*** INPUT DATA ***

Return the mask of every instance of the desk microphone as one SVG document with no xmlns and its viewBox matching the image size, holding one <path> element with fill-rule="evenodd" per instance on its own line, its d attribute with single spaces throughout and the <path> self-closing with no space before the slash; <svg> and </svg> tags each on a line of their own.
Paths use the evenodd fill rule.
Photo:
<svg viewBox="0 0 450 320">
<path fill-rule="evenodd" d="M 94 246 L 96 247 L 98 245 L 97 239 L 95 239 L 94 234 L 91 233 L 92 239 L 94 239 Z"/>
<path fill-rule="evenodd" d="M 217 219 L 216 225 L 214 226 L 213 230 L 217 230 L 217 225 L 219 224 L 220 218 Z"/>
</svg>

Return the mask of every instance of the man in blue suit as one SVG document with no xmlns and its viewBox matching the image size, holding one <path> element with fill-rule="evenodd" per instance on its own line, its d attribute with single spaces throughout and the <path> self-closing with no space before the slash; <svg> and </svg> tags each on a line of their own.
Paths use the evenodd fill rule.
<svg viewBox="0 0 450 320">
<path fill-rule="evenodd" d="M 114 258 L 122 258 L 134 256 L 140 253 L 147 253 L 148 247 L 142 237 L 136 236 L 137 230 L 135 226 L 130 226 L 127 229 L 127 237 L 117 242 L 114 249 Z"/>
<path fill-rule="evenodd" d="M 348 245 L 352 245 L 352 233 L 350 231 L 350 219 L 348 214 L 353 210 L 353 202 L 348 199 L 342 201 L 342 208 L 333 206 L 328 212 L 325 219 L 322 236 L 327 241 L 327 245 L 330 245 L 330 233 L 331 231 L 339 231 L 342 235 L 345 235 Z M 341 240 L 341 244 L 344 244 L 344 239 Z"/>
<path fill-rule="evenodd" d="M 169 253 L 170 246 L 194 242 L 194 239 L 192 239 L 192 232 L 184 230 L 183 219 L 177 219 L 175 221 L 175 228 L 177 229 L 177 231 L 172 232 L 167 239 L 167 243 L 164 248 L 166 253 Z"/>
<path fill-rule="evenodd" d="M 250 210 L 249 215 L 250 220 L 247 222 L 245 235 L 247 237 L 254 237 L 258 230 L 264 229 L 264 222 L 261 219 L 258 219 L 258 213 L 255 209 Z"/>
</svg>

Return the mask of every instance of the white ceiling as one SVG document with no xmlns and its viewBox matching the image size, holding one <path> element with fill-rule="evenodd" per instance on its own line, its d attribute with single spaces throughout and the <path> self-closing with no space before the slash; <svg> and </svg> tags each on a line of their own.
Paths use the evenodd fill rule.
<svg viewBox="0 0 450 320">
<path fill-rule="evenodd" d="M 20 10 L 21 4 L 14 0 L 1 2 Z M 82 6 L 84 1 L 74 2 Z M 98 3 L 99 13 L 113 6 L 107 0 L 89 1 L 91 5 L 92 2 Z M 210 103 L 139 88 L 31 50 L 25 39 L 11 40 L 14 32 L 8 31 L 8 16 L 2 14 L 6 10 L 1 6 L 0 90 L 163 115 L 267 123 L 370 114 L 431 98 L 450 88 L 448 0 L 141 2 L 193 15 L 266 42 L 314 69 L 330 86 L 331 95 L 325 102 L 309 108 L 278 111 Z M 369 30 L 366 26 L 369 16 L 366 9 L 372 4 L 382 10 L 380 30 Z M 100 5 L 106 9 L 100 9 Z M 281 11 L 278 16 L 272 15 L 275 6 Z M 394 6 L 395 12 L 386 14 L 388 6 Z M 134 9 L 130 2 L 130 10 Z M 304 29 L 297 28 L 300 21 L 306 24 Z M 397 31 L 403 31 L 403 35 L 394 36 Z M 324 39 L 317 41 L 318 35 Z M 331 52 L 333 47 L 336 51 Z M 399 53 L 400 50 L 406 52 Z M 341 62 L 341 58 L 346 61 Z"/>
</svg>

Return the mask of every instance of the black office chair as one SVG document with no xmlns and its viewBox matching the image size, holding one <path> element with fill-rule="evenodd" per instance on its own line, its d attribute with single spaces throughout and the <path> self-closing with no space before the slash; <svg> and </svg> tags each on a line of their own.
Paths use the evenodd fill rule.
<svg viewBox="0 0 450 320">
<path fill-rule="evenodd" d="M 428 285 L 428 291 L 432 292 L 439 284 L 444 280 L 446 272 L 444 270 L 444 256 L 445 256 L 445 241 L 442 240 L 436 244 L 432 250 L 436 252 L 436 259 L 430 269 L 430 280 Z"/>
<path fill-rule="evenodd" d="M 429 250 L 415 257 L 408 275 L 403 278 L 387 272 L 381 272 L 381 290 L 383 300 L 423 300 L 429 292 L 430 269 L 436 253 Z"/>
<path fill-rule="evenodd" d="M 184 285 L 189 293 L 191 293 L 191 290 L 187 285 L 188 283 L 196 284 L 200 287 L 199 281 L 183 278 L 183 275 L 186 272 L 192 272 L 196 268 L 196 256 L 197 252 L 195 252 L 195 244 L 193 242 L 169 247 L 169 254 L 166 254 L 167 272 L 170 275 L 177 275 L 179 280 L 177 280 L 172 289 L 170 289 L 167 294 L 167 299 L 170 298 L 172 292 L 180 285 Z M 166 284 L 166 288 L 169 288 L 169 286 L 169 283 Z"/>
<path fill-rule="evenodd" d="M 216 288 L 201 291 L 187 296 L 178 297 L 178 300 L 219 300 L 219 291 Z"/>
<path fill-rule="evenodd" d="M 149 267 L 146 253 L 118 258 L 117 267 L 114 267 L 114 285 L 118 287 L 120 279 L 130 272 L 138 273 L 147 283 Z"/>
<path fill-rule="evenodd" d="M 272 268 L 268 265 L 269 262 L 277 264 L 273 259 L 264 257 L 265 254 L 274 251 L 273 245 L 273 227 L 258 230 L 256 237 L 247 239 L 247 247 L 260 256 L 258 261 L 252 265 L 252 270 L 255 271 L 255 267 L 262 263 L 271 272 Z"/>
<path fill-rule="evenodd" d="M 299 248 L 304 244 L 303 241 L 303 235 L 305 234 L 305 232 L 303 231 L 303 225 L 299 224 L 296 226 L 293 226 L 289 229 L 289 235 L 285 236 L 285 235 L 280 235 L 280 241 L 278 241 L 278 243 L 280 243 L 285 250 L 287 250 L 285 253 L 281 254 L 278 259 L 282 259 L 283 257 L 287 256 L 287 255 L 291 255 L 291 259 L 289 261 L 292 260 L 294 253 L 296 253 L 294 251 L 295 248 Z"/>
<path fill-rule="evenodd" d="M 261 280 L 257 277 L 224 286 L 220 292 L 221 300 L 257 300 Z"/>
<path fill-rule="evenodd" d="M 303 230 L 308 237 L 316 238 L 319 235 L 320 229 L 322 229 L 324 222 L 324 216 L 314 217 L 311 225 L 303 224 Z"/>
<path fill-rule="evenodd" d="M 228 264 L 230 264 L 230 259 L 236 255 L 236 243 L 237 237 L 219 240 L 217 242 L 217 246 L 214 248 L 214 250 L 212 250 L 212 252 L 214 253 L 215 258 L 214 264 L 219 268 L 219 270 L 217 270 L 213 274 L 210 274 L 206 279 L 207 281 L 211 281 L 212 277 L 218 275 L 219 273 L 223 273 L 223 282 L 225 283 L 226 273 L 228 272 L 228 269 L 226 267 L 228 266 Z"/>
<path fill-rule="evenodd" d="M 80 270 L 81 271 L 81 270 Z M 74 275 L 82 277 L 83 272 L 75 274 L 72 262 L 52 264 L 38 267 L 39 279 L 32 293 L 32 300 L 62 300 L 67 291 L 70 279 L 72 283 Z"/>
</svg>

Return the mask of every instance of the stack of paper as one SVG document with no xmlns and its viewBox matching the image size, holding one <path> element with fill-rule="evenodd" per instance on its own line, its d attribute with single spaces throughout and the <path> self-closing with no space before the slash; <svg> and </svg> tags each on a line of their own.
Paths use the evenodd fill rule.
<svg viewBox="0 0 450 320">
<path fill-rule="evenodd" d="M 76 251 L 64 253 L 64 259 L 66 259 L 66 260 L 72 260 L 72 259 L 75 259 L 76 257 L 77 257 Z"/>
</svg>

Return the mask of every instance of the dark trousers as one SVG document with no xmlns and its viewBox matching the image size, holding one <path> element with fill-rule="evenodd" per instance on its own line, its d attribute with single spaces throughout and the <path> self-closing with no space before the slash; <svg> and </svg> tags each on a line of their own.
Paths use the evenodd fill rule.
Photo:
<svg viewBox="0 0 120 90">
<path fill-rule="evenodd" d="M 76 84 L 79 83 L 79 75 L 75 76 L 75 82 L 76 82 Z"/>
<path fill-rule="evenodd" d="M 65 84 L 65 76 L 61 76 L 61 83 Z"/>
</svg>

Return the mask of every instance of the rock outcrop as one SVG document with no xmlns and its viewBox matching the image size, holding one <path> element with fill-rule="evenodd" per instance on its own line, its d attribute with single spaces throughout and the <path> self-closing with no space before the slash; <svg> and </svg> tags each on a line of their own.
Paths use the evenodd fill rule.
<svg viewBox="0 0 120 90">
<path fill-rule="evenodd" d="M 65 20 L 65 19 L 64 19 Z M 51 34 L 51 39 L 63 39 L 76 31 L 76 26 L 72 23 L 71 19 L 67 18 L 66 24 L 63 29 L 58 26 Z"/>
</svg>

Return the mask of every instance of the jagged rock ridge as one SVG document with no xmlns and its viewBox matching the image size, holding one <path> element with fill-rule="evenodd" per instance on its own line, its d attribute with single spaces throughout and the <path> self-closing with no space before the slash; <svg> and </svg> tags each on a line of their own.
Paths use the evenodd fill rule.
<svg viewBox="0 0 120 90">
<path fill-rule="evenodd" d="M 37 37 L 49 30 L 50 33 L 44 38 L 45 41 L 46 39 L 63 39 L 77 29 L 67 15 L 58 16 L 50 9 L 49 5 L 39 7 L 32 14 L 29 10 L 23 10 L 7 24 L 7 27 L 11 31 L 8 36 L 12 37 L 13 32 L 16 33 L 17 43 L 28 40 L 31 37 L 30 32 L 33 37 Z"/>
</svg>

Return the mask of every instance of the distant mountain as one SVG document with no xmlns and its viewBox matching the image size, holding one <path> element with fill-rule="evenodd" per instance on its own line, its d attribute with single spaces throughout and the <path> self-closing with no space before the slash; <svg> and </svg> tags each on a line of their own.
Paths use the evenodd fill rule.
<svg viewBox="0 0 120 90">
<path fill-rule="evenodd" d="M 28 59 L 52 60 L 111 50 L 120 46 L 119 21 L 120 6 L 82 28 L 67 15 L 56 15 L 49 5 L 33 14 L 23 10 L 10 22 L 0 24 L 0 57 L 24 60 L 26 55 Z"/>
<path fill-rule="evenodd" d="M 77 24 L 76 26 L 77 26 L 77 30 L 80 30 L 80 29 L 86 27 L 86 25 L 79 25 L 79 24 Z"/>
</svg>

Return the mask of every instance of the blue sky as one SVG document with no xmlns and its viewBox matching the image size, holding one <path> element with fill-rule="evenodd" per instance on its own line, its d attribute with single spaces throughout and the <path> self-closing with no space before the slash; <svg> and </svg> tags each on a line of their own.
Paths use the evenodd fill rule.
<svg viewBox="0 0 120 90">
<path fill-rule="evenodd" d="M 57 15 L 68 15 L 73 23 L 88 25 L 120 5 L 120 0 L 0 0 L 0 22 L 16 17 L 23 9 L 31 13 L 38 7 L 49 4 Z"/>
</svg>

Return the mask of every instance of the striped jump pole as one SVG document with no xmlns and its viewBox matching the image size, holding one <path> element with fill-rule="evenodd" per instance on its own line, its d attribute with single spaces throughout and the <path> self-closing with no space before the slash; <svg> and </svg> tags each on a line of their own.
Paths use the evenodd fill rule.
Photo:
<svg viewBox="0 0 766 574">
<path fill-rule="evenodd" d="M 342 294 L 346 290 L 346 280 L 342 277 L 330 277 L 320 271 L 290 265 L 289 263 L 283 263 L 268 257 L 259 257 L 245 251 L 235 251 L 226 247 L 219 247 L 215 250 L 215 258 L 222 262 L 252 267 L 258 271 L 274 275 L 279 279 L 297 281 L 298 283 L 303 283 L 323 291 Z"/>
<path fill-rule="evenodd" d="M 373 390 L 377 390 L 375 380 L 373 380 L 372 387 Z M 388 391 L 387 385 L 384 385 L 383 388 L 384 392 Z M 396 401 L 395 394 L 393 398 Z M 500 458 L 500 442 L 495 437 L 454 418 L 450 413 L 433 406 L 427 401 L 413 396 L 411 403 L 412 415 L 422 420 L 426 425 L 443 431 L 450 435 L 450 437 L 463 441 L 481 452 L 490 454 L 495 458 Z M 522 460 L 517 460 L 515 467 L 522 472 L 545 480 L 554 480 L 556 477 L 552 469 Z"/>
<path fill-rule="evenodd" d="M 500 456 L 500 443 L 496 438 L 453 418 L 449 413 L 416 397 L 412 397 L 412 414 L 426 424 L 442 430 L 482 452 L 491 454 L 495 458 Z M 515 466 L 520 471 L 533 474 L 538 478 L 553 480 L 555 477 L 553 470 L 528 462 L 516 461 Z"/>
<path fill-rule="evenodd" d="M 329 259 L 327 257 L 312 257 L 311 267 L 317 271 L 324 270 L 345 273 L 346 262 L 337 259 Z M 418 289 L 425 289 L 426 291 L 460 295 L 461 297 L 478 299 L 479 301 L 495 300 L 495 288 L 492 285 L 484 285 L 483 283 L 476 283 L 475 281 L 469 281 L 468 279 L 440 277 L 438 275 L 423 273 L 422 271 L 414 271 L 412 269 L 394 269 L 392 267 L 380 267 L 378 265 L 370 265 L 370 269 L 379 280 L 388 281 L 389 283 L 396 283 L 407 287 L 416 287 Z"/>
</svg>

***

__WORK TO BE COMPLETED__. From the first line of the records to the line containing "Return the mask of every instance of the man", inclusive, transcribe everything exactly and leave out the rest.

__EXERCISE RESULT__.
Return the mask of every instance of the desk microphone as one SVG document with no xmlns and its viewBox matching the image size, holding one <path> element with fill-rule="evenodd" per instance on its own line, its d attribute with single spaces throughout and the <path> self-closing with no space before the slash; <svg> and </svg> tags each on a line of their own.
Paths use the evenodd fill rule.
Photo:
<svg viewBox="0 0 450 320">
<path fill-rule="evenodd" d="M 94 246 L 96 247 L 98 245 L 97 239 L 95 239 L 94 234 L 91 233 L 92 239 L 94 239 Z"/>
<path fill-rule="evenodd" d="M 217 219 L 216 225 L 214 226 L 213 230 L 217 230 L 217 225 L 219 224 L 220 218 Z"/>
</svg>

Return the mask of every instance of the man in blue suit as one SVG document with no xmlns and its viewBox matching the image size, holding one <path> element with fill-rule="evenodd" per instance on its own line, its d attribute with single spaces throughout and the <path> self-closing with no space before the slash; <svg> and </svg> tags each on a line of their own.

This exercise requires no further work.